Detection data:
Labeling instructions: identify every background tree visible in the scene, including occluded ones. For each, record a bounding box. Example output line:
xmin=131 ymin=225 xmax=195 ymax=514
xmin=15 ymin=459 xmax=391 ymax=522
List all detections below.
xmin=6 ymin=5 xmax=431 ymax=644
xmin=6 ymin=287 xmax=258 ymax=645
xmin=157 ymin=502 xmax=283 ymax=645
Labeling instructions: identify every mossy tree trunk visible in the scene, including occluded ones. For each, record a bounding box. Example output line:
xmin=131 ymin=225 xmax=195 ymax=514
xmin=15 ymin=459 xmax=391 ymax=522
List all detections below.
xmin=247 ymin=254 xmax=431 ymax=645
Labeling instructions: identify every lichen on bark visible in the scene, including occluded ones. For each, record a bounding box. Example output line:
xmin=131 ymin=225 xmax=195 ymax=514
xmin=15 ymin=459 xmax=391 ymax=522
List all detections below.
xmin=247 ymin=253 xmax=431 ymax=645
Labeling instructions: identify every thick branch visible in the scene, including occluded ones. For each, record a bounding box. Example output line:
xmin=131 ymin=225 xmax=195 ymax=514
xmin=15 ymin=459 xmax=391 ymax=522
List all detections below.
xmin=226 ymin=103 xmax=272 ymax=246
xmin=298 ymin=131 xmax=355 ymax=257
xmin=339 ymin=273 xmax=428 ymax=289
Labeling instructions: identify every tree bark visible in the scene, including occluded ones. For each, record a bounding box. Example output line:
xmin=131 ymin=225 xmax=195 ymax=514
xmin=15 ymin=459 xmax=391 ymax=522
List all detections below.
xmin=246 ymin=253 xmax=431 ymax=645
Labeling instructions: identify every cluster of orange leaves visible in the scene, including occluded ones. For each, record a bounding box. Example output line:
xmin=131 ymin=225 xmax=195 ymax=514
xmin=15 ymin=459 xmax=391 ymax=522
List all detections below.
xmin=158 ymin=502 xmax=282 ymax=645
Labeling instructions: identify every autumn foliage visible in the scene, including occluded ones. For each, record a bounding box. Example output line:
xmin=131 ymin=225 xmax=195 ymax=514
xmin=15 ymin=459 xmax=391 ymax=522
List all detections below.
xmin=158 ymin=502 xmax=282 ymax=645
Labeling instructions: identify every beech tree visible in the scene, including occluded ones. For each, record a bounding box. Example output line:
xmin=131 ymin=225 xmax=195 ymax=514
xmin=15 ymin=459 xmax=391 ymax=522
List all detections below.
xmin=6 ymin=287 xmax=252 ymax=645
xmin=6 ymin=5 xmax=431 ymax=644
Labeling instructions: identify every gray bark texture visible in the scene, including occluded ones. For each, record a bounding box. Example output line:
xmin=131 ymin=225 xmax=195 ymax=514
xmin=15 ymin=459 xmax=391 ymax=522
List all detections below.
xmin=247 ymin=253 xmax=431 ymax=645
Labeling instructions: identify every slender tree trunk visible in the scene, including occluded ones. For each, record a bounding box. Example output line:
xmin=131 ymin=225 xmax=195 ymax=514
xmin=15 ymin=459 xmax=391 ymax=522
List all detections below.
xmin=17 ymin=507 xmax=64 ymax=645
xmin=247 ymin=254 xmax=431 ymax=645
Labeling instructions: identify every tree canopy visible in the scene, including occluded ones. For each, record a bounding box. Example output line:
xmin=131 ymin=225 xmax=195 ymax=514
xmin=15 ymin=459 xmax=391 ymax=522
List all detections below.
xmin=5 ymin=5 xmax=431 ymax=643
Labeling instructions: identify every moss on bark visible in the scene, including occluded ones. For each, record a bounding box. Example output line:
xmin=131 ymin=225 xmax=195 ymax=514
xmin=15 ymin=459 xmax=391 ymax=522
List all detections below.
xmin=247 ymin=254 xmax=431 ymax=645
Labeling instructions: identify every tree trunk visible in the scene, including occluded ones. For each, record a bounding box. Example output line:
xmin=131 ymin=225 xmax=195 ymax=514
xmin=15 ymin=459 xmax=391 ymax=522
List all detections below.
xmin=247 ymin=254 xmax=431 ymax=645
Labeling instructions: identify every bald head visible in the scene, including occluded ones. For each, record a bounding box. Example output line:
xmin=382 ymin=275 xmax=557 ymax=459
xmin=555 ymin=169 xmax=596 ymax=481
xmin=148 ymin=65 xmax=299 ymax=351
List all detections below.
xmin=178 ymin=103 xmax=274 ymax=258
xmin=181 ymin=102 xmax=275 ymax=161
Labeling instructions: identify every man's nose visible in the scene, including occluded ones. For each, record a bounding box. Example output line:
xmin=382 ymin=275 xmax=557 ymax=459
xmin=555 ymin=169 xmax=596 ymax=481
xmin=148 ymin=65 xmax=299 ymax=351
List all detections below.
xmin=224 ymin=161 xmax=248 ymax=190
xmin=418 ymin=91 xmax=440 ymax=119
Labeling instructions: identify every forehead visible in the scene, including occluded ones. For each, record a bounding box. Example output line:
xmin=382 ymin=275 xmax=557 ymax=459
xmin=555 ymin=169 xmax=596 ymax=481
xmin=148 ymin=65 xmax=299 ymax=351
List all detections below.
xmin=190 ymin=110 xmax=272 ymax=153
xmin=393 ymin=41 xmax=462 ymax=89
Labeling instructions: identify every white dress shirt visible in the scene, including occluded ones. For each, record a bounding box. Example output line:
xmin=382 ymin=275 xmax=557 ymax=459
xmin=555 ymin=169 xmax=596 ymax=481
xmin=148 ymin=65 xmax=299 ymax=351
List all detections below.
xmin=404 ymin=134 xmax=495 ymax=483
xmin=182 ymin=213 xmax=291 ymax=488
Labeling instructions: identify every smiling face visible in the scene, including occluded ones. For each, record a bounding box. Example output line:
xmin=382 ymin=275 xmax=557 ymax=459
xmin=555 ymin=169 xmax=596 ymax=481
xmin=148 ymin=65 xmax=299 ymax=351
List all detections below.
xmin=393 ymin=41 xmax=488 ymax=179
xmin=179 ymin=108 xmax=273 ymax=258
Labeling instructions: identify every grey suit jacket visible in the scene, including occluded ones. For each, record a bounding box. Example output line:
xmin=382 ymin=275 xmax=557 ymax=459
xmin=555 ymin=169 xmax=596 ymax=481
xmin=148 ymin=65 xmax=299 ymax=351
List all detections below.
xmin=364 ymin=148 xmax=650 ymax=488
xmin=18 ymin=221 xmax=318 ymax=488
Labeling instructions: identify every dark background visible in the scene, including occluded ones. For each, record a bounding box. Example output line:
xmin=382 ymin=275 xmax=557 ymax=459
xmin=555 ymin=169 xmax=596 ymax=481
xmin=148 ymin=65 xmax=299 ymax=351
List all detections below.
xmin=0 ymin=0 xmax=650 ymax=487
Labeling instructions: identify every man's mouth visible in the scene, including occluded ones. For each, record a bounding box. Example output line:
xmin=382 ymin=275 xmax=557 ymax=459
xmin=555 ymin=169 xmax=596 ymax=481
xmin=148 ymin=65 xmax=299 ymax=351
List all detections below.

*Task details*
Rescale the data from the line with "Labeling instructions: identify every man's nose" up to and including the line with "xmin=418 ymin=91 xmax=440 ymax=119" by writing out all of those lines again, requests included. Multiply every bounding-box coordinate in the answers by 0.3 and round to whole numbers (halves up), but leave the requests and their sample coordinate lines unchanged.

*Written response*
Labeling instructions: identify every man's nose visible in the scene, including occluded ones. For each, record a bounding box. Example output line:
xmin=382 ymin=275 xmax=557 ymax=459
xmin=555 ymin=169 xmax=596 ymax=481
xmin=148 ymin=65 xmax=299 ymax=351
List all detections below.
xmin=67 ymin=48 xmax=74 ymax=57
xmin=125 ymin=27 xmax=132 ymax=36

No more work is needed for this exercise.